» **WHAT THIS TASK INVOLVES**
Please give back an exact reproduction of the lines from the one with "the stack of boxes" through the end of the entries below, and no others.
[[ SOURCE INFORMATION open ]]
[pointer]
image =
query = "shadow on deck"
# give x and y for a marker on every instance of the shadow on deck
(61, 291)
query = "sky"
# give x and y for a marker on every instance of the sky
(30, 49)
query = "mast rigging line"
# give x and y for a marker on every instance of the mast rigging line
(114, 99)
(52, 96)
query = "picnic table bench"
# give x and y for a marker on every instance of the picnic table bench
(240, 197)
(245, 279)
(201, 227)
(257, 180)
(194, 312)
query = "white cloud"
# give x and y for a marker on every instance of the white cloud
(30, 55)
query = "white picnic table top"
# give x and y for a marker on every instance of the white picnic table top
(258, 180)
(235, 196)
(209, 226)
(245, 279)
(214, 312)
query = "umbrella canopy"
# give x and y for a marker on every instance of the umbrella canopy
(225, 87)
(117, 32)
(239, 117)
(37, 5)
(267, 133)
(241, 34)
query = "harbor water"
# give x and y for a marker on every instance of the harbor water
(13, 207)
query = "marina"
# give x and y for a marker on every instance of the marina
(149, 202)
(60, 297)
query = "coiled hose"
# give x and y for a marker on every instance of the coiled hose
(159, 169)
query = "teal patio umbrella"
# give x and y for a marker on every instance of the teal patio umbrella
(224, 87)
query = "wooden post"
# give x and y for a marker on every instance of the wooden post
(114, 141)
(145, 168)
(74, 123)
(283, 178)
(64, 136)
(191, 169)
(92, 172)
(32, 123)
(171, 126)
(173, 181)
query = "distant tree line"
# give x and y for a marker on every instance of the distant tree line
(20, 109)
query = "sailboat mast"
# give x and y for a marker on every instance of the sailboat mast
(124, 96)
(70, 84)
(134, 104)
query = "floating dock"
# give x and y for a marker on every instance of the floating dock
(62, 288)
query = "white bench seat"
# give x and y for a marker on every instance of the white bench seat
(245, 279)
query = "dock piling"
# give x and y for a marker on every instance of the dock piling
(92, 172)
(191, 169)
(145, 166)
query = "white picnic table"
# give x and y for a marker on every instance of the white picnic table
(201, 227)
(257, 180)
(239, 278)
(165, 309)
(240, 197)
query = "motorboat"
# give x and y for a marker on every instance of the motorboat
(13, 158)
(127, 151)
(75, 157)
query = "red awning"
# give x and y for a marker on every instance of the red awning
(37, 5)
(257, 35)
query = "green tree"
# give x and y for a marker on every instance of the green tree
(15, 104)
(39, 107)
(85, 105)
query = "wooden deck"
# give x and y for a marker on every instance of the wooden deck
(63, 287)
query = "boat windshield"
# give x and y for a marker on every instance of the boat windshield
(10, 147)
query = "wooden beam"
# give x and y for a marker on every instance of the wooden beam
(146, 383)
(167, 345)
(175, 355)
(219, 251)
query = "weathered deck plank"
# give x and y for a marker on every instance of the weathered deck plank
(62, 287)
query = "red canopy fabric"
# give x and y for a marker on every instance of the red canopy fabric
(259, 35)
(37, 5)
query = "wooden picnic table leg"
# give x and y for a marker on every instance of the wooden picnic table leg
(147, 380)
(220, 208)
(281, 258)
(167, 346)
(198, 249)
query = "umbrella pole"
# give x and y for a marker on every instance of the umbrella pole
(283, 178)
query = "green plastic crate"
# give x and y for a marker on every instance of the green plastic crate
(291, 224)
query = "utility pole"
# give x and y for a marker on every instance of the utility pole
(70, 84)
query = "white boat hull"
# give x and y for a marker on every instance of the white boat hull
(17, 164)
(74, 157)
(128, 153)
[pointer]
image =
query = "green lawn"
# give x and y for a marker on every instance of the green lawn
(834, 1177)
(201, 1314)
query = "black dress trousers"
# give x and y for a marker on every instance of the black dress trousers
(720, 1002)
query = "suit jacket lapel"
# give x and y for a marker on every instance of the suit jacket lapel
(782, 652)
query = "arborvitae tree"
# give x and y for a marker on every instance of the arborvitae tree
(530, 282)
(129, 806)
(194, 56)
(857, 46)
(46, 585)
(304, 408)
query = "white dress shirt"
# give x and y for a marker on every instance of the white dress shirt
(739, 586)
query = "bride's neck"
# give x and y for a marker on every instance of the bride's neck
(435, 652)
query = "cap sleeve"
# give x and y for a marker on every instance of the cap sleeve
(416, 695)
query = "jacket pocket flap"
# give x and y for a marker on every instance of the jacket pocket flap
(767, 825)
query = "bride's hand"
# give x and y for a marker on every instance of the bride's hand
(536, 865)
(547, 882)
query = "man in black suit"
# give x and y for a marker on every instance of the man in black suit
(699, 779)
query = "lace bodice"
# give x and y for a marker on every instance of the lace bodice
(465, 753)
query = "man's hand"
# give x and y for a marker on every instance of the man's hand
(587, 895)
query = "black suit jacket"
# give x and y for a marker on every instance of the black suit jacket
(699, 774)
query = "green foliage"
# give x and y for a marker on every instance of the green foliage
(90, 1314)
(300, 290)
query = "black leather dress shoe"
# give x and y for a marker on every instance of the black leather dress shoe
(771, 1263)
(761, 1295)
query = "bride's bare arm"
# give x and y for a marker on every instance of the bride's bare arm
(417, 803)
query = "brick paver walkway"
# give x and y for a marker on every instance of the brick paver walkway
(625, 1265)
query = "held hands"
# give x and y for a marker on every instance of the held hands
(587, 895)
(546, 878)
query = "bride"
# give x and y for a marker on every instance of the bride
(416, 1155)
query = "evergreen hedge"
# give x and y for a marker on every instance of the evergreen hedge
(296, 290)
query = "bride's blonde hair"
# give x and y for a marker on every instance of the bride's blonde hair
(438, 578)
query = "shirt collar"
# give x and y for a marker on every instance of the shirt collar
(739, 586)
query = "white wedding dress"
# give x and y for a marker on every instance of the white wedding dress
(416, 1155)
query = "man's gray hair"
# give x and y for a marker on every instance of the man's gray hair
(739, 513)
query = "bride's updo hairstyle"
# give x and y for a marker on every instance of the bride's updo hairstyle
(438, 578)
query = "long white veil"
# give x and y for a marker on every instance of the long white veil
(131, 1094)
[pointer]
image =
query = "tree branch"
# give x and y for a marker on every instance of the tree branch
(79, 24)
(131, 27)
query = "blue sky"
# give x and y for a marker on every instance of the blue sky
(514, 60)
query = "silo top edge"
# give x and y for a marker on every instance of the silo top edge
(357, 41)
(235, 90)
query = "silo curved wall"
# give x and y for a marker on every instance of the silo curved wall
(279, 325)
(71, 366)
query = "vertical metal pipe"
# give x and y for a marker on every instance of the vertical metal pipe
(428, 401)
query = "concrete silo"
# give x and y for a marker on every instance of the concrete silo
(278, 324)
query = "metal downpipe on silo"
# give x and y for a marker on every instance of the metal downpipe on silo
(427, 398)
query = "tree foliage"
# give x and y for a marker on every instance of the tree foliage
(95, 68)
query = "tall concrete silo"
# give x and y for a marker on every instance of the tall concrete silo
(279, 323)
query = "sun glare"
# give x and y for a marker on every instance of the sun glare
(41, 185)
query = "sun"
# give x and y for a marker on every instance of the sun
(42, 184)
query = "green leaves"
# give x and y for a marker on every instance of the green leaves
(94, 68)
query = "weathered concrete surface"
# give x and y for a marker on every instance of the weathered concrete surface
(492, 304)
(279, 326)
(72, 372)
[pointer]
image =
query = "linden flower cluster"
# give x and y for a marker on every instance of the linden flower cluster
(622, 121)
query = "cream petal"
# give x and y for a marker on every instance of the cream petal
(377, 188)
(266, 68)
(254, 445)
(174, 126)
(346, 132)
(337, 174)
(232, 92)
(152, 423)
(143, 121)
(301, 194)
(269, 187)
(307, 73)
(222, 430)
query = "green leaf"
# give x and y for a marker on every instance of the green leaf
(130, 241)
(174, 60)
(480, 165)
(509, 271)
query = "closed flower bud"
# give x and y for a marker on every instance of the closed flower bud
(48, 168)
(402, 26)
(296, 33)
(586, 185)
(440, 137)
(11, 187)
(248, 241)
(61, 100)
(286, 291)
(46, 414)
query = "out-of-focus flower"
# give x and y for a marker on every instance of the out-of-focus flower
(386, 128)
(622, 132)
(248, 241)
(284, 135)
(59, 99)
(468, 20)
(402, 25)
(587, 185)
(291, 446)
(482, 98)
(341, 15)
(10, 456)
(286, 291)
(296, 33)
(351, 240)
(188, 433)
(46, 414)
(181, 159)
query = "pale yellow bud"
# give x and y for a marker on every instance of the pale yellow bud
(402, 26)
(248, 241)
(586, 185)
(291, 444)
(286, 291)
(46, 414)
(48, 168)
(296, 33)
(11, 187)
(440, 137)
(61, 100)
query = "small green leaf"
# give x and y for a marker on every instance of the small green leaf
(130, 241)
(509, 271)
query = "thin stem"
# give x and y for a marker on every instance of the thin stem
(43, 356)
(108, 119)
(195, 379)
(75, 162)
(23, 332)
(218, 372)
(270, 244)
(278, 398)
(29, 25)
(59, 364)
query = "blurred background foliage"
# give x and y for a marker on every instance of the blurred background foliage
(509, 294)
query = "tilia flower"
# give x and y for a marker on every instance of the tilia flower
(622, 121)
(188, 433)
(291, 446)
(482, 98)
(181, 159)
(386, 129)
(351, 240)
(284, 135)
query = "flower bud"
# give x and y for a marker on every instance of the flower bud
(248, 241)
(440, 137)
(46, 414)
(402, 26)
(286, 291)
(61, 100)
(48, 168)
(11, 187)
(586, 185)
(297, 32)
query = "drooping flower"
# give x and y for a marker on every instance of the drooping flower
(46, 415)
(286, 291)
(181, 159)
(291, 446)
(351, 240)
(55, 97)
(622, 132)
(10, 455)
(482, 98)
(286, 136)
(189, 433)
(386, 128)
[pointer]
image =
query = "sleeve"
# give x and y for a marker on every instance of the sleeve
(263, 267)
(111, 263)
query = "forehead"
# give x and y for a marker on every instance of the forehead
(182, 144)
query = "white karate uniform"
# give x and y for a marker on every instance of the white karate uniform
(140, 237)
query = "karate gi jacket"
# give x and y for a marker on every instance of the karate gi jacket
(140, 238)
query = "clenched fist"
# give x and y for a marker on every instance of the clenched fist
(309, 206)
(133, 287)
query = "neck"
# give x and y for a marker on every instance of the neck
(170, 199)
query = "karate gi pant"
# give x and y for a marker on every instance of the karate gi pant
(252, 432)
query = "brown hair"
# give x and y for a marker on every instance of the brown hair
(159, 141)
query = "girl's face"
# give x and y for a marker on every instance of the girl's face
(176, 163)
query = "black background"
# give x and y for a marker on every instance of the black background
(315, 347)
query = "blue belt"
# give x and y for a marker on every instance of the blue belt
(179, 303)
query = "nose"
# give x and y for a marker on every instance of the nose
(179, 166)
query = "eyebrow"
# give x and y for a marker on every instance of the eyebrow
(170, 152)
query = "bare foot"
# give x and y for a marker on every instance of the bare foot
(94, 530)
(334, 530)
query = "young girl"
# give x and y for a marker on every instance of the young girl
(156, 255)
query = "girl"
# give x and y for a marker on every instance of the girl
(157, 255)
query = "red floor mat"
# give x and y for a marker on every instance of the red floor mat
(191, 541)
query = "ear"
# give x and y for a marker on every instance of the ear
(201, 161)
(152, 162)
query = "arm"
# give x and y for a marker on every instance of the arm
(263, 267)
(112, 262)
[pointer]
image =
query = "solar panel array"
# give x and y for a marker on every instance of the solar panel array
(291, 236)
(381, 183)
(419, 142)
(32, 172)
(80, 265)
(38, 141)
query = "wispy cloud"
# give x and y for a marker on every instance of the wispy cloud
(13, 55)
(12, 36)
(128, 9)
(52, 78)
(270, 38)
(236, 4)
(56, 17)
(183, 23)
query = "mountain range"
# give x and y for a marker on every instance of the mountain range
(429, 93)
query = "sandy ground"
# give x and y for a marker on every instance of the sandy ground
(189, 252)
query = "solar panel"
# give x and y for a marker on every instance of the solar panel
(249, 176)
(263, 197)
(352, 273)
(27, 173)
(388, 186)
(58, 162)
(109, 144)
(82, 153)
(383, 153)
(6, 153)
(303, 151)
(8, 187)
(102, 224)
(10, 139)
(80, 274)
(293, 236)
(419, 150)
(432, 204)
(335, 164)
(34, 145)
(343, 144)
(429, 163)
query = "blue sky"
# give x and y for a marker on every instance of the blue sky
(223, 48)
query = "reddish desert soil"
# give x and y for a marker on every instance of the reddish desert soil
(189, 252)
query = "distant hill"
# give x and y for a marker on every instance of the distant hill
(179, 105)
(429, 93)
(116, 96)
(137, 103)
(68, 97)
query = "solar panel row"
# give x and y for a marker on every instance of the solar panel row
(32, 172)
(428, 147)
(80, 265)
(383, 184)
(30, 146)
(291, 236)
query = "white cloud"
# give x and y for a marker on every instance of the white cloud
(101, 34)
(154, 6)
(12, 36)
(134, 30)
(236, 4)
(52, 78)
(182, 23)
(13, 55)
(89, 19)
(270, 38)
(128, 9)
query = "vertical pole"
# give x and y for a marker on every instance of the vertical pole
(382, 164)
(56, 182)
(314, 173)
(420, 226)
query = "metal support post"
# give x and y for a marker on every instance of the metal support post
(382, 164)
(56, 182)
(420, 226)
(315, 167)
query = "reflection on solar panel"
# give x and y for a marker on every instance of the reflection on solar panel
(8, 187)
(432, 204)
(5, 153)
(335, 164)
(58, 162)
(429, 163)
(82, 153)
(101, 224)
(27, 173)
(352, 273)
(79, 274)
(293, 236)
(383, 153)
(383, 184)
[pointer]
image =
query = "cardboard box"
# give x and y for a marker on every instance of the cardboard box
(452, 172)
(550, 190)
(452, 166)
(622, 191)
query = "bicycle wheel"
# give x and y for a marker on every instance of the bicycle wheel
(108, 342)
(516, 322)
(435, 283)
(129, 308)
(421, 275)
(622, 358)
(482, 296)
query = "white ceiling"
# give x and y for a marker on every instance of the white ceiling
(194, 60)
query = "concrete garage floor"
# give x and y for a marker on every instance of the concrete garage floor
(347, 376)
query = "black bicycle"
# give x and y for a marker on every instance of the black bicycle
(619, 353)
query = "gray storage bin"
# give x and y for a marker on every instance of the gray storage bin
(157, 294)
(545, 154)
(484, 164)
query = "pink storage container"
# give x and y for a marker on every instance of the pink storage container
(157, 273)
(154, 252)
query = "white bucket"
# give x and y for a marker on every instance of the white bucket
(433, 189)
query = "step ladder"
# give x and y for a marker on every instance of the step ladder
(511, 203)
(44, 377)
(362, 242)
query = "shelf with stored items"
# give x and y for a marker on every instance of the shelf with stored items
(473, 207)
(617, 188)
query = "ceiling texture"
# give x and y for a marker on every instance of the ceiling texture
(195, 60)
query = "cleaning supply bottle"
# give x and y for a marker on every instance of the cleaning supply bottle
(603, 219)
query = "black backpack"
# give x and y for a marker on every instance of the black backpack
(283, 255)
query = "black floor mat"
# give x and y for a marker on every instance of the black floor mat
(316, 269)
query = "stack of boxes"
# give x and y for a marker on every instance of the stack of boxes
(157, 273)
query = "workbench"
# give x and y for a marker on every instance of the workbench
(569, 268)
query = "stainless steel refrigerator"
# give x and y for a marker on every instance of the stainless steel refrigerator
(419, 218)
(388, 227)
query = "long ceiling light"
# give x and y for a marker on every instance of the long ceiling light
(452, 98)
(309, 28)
[[ SOURCE INFORMATION closed ]]
» **RESULT**
# give x and y for a marker on every instance of the stack of boxes
(157, 273)
query = "workbench"
# give x and y for a marker on every instance of the workbench
(569, 268)
query = "stainless steel refrigerator"
# give x and y for a marker on every instance of the stainless steel refrigerator
(419, 218)
(388, 227)
query = "long ceiling light"
# give x and y for a marker on every instance of the long ceiling light
(452, 98)
(309, 28)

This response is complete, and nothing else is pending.